>> Begin LISTING

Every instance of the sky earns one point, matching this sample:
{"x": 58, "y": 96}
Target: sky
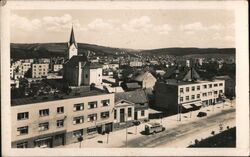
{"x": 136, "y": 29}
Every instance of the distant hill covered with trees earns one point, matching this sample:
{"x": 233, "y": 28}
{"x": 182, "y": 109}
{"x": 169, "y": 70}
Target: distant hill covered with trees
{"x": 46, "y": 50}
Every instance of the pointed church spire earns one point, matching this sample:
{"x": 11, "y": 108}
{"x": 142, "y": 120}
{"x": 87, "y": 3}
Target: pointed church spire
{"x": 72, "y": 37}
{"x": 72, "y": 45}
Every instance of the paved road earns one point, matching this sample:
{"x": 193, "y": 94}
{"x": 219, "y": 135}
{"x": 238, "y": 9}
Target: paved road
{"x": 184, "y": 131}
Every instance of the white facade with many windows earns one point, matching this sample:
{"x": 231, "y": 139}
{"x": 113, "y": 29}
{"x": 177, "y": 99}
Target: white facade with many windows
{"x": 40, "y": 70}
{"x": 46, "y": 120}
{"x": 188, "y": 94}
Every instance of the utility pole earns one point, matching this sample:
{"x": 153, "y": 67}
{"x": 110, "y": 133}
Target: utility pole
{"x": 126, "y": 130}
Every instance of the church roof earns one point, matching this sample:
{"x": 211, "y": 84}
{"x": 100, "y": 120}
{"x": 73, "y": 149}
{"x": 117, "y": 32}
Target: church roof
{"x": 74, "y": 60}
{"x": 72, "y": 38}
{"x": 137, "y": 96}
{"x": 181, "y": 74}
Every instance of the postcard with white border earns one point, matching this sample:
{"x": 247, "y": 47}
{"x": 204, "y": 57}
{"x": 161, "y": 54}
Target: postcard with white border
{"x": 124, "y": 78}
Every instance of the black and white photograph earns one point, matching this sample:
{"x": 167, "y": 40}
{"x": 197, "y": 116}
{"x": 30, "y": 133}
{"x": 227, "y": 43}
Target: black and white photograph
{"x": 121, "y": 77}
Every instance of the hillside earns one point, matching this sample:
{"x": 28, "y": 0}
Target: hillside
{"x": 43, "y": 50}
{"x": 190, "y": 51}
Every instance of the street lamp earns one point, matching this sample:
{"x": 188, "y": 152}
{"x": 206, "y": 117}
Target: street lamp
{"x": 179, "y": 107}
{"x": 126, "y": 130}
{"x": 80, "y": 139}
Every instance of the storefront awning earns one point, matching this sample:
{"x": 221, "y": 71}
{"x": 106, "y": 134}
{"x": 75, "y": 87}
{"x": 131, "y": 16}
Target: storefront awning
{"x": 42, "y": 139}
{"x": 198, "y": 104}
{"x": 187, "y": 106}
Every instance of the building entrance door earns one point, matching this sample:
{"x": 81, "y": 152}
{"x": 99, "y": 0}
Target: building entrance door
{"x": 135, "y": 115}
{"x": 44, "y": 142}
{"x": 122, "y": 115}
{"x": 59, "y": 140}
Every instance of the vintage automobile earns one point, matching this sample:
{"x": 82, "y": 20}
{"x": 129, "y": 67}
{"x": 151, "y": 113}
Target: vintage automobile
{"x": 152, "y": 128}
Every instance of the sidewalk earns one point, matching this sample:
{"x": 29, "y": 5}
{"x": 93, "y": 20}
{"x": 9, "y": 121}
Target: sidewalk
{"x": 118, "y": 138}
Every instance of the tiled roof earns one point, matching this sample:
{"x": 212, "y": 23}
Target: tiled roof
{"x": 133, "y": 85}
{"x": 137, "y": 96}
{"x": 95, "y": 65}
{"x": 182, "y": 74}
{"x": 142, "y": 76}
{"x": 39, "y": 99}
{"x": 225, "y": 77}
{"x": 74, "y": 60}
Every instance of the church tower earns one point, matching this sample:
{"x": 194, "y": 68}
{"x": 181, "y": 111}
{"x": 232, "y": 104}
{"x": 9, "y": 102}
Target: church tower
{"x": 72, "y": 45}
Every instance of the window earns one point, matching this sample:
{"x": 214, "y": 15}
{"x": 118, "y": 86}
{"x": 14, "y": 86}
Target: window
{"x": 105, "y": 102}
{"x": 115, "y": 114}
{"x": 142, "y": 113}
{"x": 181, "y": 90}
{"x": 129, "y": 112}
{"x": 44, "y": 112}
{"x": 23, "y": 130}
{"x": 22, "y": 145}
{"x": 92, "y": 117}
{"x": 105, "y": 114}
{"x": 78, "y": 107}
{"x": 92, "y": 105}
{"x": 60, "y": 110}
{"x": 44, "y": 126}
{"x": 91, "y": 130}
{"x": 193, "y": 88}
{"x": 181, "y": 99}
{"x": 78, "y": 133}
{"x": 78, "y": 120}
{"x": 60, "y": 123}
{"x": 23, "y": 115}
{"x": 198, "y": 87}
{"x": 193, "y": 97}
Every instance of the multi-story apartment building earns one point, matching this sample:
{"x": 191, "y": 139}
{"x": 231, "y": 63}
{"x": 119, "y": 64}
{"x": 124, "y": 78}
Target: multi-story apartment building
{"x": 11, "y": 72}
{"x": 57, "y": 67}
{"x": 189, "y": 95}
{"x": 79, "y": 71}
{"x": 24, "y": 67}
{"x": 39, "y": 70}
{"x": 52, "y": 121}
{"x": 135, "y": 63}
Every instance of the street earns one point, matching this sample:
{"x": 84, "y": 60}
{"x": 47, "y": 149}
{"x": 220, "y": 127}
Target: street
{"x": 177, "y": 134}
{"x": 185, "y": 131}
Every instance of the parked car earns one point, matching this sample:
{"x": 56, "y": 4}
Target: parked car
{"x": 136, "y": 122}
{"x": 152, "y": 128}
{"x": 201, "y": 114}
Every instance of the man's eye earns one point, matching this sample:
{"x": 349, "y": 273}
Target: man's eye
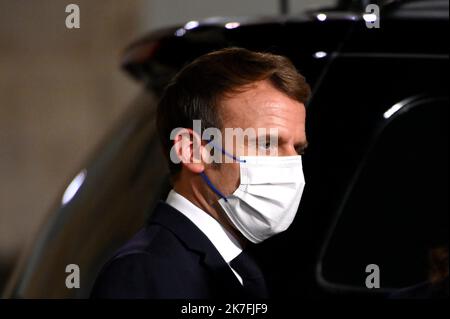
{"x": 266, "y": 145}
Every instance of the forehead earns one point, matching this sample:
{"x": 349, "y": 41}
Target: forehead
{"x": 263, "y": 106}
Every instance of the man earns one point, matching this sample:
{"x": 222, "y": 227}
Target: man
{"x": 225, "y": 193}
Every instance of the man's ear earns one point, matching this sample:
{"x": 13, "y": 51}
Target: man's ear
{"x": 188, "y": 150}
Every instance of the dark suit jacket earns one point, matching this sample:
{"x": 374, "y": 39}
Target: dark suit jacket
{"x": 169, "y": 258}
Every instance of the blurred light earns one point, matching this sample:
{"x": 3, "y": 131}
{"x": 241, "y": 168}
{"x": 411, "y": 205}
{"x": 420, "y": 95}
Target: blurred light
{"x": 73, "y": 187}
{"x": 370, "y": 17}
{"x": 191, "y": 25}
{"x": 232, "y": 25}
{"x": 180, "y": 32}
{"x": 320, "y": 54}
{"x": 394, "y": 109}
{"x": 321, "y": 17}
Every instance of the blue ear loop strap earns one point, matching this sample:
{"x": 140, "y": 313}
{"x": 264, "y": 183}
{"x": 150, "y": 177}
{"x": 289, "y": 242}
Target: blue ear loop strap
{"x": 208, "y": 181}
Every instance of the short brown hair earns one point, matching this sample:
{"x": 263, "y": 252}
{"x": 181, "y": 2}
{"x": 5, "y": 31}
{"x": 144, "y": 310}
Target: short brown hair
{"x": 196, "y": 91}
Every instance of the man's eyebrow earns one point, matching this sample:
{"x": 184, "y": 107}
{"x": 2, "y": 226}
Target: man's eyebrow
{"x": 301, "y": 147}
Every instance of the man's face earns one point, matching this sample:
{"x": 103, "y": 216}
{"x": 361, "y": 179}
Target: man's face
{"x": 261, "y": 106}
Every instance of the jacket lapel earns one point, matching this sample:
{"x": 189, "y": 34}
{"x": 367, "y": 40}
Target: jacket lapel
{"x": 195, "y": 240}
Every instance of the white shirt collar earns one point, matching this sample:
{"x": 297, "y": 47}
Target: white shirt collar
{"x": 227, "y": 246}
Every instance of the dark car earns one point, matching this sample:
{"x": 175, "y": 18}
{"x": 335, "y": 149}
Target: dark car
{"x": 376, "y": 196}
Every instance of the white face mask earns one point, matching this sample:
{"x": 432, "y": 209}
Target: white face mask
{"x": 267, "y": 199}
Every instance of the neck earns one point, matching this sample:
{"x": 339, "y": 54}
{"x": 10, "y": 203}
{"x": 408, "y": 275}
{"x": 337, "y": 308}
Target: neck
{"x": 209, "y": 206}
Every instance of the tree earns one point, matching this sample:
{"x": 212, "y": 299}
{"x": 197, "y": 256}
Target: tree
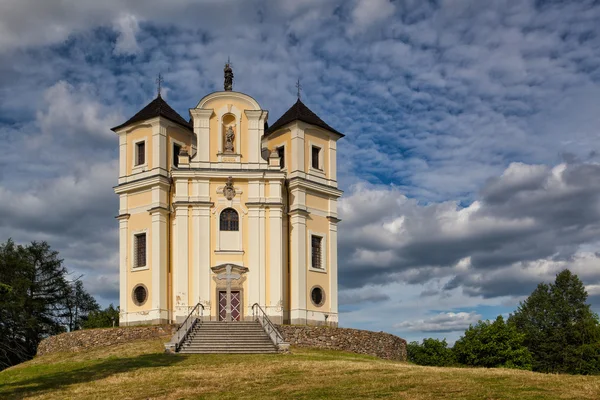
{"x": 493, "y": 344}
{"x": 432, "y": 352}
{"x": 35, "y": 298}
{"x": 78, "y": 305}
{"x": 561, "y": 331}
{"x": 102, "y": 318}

>> End LISTING

EXERCISE:
From the line containing "Every instance of the man's face" down to the last line of the entries above, copy each line exactly and nothing more. Leave pictures out.

FULL SOLUTION:
Every instance of the man's face earns one point, matching this sample:
{"x": 103, "y": 216}
{"x": 361, "y": 179}
Target: man's face
{"x": 261, "y": 106}
Every instance of the jacket lapel earns one point, matching this sample:
{"x": 189, "y": 34}
{"x": 367, "y": 40}
Target: jacket lapel
{"x": 195, "y": 240}
Every instance of the white shirt collar earns one point, matching this sample:
{"x": 297, "y": 47}
Target: white shirt collar
{"x": 227, "y": 246}
Every instance of the dark car earns one point, matching this sample:
{"x": 175, "y": 18}
{"x": 335, "y": 149}
Target: dark car
{"x": 376, "y": 196}
Every instance of the white face mask earns one point, matching this sample:
{"x": 432, "y": 209}
Target: white face mask
{"x": 267, "y": 199}
Every instance of the neck earns one point, matching this sample:
{"x": 339, "y": 54}
{"x": 10, "y": 203}
{"x": 408, "y": 275}
{"x": 337, "y": 308}
Target: neck
{"x": 209, "y": 206}
Every instance of the tree earns one point, matching this sample:
{"x": 212, "y": 299}
{"x": 197, "y": 256}
Target: tree
{"x": 493, "y": 344}
{"x": 432, "y": 352}
{"x": 35, "y": 298}
{"x": 78, "y": 305}
{"x": 561, "y": 331}
{"x": 102, "y": 318}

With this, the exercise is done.